---- TEXT SEGMENT

Letters to the Editor June 26, 2023: Is peace possible?

Readers of The Jerusalem Post have their say.

 Letters (photo credit: PIXABAY)
Letters
(photo credit: PIXABAY)

Is peace possible?

Regarding Neville Teller’s column, “Is an Israeli-Palestinian deal possible?” (June 20), despite all the killings, the Palestinian Authority and Israel are already in peace talks expressed by the Gaza Marine Natural Gas Field deal between Egypt, Israel and the PA. Hamas is very unhappy with this arrangement and its ire will further isolate it. 

This is different from the last gas deal that included Hamas. Apparently cutting Hamas out of gas revenues appears to be the strategy employed by all the actors to pressure it to accept the legitimacy of the Jewish state. This is part of a peacemaking strategy, or if not an actual strategy, an intention to negotiate. 

LARRY SHAPIRO

Calgary, Alberta

Neville Teller naively thinks there is some difference between Hamas and the Palestine Authority when it comes to the annihilation of the Jewish population of Israel. The enabling document of the PA is the 1964 PLO Charter, which mandates the annihilation of every Jew in Israel.

--------

WRITTEN EXERCISE A:
Answer these questions about the letters to the editor:
(i) What is the title and date of the Neville Teller column that the first letter responds to?
(ii) Where is Larry Shapiro from?
(iii) According to the second letter, what is the enabling document of the Palestinian Authority?
WRITTEN EXERCISE B:
Pick up the letters to the editor after their last sentence and keep writing.

---- RECORDED DATA

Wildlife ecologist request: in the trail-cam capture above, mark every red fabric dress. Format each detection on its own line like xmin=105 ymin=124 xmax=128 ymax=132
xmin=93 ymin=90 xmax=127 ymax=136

--------

TASK ANSWER A:
(i) "Is an Israeli-Palestinian deal possible?" from June 20.
(ii) Calgary, Alberta.
(iii) The 1964 PLO Charter.

TASK ANSWER B:
Those annihilation clauses have never been revoked as per the requirements of Article 33 of the PLO Charter: public notice of a meeting to revoke, followed by a two-thirds vote to revoke at the meeting. Such a meeting has never occurred. There is no provision for oral revocation, not by Yasir Arafat nor anyone else. 

Unless, and until, the PLO publicly revokes those annihilation clauses in accordance with Article 33, only a fool would believe there is any difference in the antisemitic genocidal goals of Hamas and the PA.

RICHARD SHERMAN

Margate, Florida 

Tourists to Beersheba

Gil Troy most enthusiastically describes his visit to Beersheba’s “river park” and the “lake” with Tal Brody – they are there to imagine the construction of the Jewish National Fund’s World Zionist Village, which will become a great tourist attraction (“Creating joy from ‘oy’,” June 21). It’s good to be wildly enthusiastic, but JNF has probably bitten off more than it can chew.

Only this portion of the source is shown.